WRITTEN PROBLEM — Reproduce the rows below without any changes. Begin at the line that contains "Reviewer note: every instance of the building", stop after the final row, and output only those lines.
-- begin WORKING DATA --
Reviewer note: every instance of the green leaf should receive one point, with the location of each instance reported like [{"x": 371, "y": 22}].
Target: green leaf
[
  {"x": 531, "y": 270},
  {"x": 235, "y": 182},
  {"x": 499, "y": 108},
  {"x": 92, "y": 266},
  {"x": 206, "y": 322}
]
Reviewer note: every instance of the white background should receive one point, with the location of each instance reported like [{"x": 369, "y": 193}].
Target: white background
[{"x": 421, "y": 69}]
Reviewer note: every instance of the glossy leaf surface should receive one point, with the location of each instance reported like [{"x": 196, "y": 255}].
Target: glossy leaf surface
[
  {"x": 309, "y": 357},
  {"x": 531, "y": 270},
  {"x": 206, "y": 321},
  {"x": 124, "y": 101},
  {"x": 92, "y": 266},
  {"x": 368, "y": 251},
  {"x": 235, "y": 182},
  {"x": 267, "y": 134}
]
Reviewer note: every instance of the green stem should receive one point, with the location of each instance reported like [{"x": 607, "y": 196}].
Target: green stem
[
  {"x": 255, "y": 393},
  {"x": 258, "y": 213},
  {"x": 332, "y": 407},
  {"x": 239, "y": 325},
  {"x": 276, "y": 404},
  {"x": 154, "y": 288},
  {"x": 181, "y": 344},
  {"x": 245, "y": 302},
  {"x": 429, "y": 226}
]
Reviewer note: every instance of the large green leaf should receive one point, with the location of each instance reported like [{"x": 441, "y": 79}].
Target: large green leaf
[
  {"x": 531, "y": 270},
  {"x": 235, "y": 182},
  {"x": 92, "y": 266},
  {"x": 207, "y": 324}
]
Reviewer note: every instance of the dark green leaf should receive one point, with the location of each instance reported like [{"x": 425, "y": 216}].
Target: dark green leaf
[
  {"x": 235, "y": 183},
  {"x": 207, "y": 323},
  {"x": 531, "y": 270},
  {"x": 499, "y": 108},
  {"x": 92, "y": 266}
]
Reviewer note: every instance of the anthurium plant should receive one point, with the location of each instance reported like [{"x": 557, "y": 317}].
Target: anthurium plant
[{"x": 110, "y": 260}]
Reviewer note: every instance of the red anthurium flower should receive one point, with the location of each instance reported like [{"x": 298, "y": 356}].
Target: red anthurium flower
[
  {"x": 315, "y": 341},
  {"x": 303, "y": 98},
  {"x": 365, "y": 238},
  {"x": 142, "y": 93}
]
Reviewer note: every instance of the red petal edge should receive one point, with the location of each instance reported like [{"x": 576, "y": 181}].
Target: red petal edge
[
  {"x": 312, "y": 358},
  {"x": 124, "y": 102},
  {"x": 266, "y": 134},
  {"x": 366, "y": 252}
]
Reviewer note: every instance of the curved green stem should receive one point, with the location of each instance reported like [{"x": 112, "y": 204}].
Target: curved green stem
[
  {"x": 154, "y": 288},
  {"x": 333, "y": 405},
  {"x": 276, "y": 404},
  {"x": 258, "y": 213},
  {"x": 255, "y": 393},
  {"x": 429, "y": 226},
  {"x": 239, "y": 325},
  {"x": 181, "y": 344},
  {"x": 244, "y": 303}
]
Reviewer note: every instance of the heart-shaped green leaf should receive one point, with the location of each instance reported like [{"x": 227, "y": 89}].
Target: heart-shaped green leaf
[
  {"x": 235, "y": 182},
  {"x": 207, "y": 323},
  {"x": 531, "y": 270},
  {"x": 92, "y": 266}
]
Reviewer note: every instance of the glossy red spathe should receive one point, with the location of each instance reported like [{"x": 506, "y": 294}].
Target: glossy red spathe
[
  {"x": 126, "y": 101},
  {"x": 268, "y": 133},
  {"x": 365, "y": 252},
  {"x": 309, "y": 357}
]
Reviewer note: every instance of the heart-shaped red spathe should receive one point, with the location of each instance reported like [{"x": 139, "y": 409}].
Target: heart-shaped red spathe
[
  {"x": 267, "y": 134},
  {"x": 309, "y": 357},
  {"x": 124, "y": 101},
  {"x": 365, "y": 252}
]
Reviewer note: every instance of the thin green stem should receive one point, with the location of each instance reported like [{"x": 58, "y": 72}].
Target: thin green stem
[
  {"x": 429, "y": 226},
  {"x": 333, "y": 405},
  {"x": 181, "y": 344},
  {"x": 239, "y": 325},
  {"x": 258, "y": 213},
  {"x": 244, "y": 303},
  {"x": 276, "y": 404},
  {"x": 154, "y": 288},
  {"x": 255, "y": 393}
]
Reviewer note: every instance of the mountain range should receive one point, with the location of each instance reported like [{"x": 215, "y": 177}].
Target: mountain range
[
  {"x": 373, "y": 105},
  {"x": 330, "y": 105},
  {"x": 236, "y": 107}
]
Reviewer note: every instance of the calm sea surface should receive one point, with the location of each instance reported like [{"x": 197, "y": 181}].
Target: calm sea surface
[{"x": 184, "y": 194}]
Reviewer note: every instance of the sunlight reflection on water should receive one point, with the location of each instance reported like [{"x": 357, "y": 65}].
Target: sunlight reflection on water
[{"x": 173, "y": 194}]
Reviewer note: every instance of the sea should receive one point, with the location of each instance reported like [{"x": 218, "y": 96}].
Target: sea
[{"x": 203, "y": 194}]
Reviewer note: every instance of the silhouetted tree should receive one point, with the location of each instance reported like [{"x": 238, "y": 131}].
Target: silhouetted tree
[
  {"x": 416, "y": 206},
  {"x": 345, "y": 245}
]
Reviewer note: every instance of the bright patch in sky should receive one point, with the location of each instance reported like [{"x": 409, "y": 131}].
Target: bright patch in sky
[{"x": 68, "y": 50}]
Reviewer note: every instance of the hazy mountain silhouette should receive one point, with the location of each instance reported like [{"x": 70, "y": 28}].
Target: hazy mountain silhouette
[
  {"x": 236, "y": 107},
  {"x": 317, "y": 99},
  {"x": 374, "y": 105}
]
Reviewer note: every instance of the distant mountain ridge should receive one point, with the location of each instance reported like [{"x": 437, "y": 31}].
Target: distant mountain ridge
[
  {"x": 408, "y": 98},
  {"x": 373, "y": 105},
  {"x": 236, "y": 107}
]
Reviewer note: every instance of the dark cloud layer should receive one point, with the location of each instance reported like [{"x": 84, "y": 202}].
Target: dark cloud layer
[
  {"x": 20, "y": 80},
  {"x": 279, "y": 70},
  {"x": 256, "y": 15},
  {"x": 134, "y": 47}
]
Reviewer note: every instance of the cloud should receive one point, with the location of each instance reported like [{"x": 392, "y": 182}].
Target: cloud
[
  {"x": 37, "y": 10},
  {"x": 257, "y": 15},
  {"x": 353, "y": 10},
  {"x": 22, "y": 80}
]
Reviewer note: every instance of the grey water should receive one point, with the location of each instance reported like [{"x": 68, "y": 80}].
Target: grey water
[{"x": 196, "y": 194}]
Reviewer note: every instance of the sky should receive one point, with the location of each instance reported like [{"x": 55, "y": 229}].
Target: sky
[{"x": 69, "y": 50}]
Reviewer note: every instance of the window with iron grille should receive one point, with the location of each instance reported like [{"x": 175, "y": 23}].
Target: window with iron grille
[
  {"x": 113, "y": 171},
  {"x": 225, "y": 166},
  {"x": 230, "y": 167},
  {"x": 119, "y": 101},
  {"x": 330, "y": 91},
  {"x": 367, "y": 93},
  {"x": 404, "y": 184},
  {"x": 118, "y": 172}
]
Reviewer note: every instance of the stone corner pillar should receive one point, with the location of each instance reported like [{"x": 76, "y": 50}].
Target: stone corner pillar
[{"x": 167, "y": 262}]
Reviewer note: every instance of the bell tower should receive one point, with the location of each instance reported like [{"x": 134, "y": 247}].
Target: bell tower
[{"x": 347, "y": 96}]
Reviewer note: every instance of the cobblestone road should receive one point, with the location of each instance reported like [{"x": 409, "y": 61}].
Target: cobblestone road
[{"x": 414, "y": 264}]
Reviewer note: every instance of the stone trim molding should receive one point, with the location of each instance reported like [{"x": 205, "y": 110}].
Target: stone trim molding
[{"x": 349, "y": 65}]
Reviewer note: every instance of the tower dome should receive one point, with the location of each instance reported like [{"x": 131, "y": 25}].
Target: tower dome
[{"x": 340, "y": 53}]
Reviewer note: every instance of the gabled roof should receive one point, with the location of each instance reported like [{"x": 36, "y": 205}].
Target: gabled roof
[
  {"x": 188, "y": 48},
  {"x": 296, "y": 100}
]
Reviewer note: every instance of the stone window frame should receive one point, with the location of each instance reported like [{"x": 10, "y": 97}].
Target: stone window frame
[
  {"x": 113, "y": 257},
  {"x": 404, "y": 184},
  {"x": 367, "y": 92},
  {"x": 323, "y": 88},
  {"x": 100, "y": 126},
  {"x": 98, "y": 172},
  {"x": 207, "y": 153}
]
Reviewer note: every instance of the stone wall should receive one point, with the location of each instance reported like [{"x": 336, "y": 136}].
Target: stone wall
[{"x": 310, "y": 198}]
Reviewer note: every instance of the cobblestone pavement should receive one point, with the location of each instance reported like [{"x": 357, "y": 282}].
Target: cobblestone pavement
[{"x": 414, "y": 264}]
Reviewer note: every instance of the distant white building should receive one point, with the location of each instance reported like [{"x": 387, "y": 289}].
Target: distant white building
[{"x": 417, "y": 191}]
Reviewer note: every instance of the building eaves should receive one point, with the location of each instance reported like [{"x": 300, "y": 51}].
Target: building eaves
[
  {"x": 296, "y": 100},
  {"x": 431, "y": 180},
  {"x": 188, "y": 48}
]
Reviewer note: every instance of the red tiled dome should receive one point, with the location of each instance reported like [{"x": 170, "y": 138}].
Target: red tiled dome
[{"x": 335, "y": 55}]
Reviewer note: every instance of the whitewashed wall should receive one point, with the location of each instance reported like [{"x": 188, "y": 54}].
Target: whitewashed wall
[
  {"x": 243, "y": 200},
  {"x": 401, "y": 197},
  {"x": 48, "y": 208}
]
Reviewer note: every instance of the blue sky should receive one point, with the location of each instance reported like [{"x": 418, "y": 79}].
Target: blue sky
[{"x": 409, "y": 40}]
-- end WORKING DATA --
ANSWER TO THE EXERCISE —
Reviewer note: every instance of the building eaves should receive one point, with the location of each instance reported like [{"x": 300, "y": 51}].
Target: building eaves
[
  {"x": 296, "y": 100},
  {"x": 431, "y": 180},
  {"x": 188, "y": 48}
]
Reviewer note: every instance of the red tiled dome should receive one point, with the location of each instance reported like [{"x": 170, "y": 138}].
Target: red tiled dome
[{"x": 335, "y": 55}]
Reviewer note: every instance of the whitewashed wall should receive one point, with the location of each instance reported like [{"x": 188, "y": 54}].
Target: whitewashed wall
[
  {"x": 243, "y": 200},
  {"x": 401, "y": 197},
  {"x": 48, "y": 208}
]
Reviewer note: every instance of the blue sky should receive one point, with the location of each instance reported like [{"x": 418, "y": 79}].
Target: blue sky
[{"x": 409, "y": 40}]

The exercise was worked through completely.